(Stored data entries)
════════════════
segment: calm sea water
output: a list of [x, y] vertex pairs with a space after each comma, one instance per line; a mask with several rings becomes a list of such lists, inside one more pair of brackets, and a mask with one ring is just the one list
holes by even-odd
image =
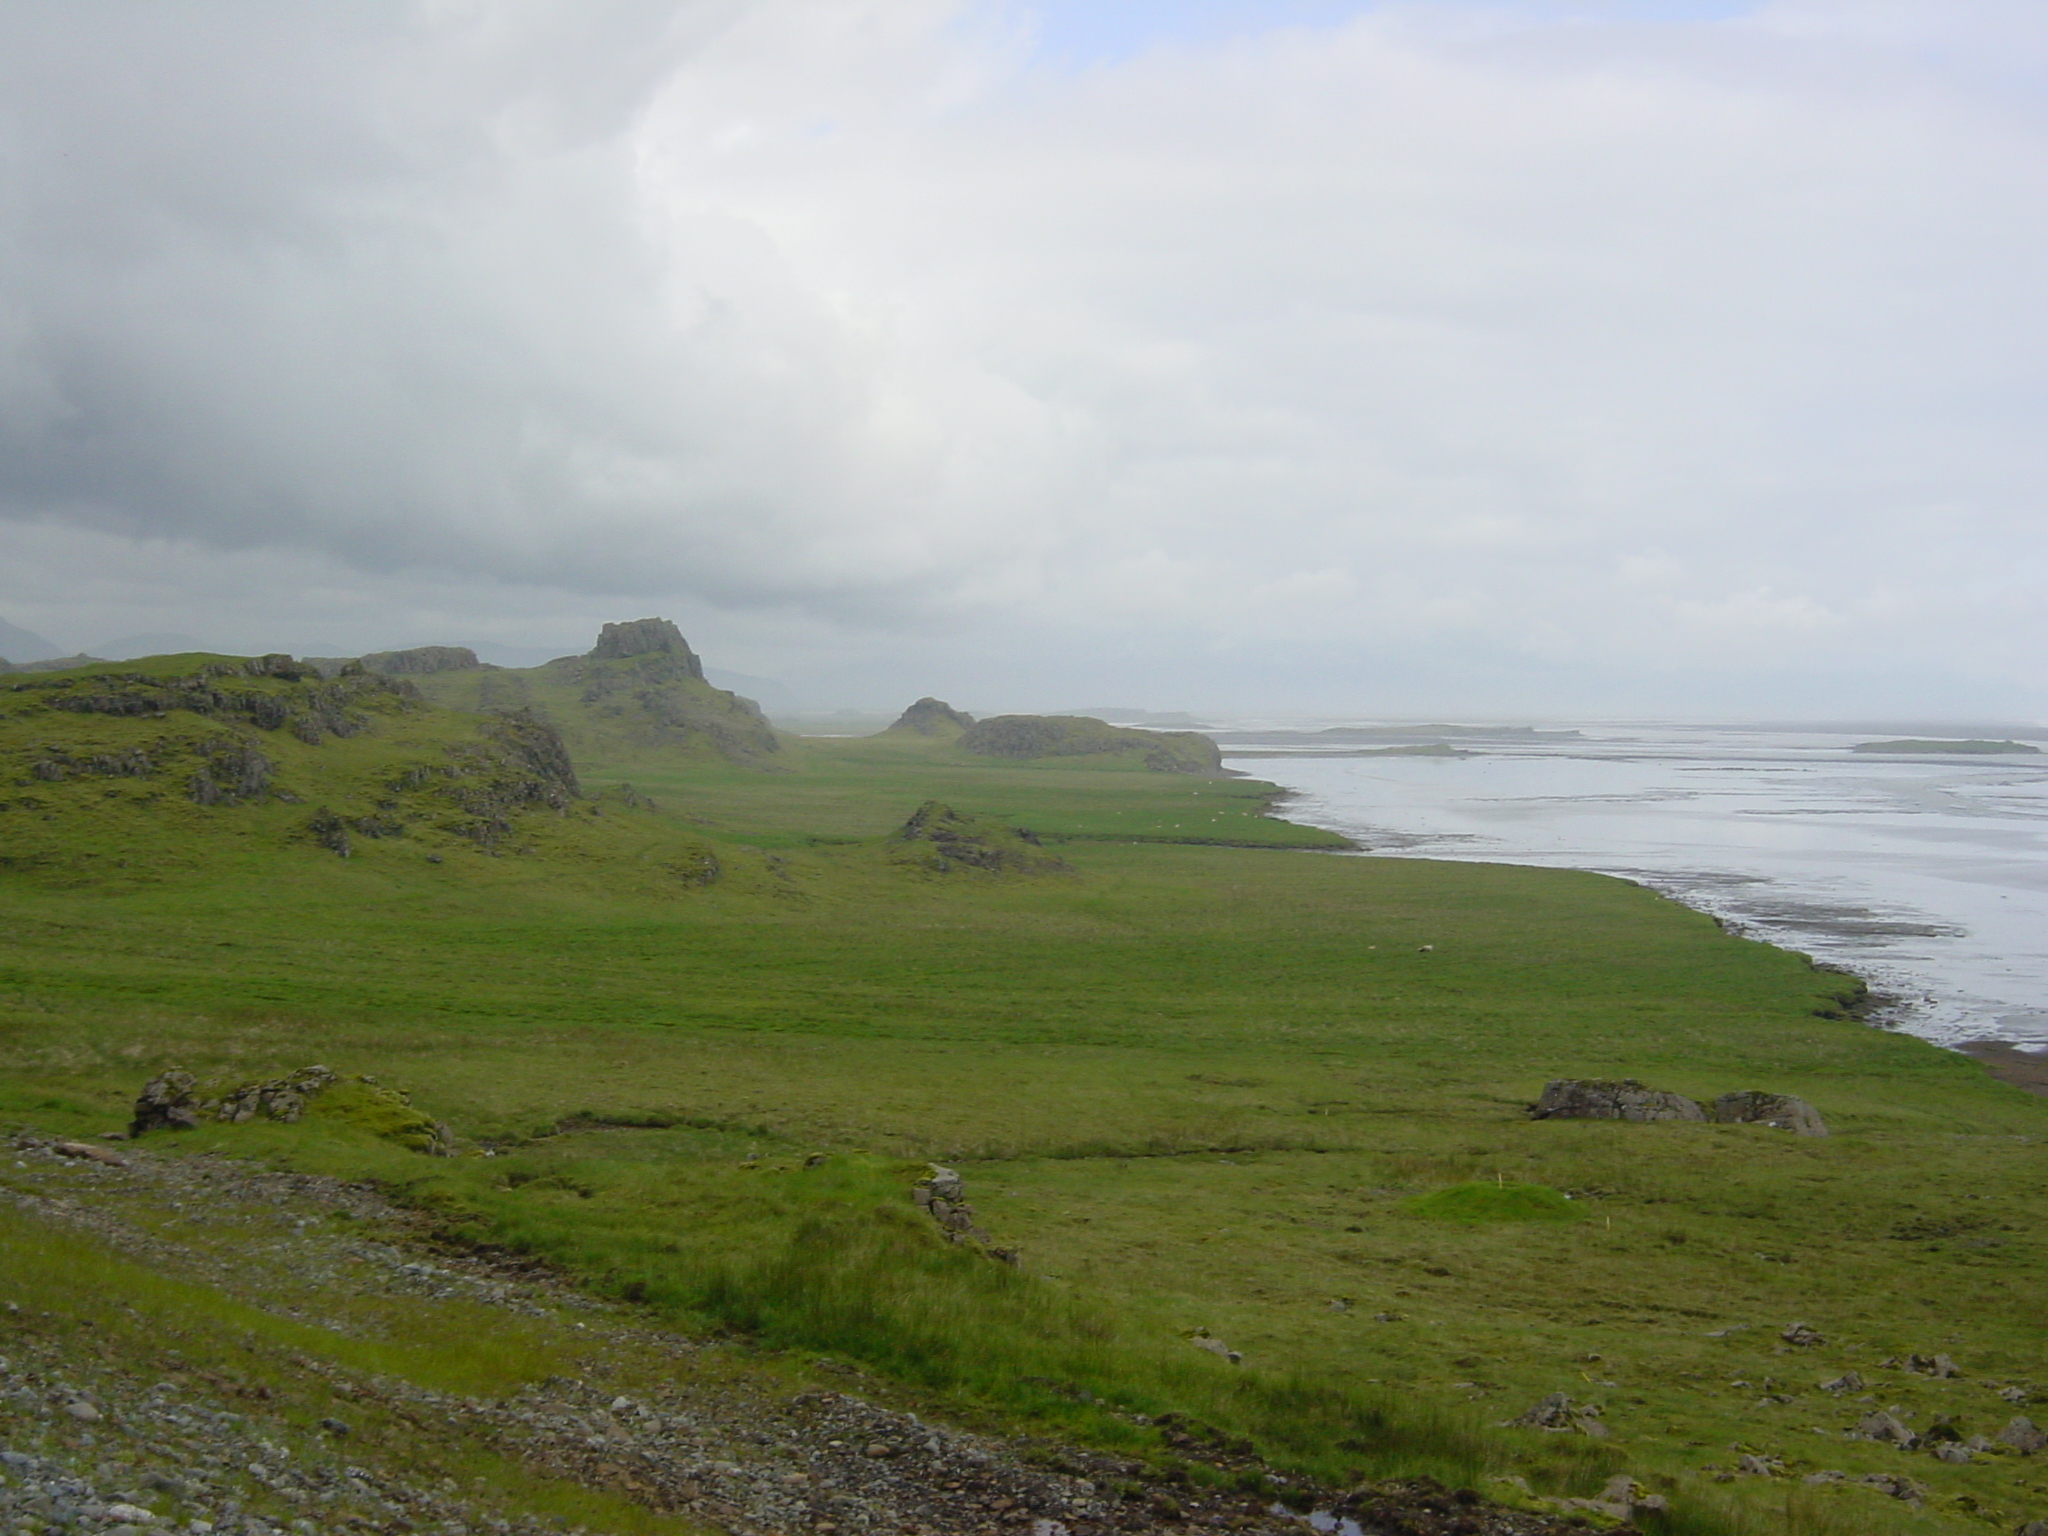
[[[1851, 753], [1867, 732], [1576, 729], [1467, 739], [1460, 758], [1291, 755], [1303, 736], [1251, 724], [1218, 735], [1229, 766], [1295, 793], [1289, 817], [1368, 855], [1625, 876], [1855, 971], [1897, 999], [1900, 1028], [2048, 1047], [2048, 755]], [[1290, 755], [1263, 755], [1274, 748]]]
════════════════
▶ Your objective
The records, exactly as written but without images, should be returned.

▶ Task solution
segment: calm sea water
output: a list of [x, y] vertex pairs with a space after each comma, one instance per line; a mask with several rings becomes a list of such lists, inside one more pair of brackets, and a mask with one ring is just the one list
holes by even-odd
image =
[[[1851, 753], [1867, 732], [1576, 729], [1467, 739], [1460, 758], [1291, 755], [1303, 736], [1251, 724], [1218, 735], [1229, 766], [1295, 793], [1289, 817], [1368, 855], [1625, 876], [1855, 971], [1897, 999], [1900, 1028], [2048, 1047], [2048, 755]], [[1290, 755], [1263, 755], [1274, 748]]]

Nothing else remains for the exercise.